<<<<

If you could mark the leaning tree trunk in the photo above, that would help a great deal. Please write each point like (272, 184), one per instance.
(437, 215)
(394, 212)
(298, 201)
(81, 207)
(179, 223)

>>>>

What to produce:
Quote the records above word for word, keeping every line and its order unchanged.

Written reply:
If you could mark the leaning tree trunk in the photo above, that would help a great deal. Please write each point like (272, 184), one per instance.
(437, 215)
(394, 212)
(298, 201)
(81, 207)
(179, 223)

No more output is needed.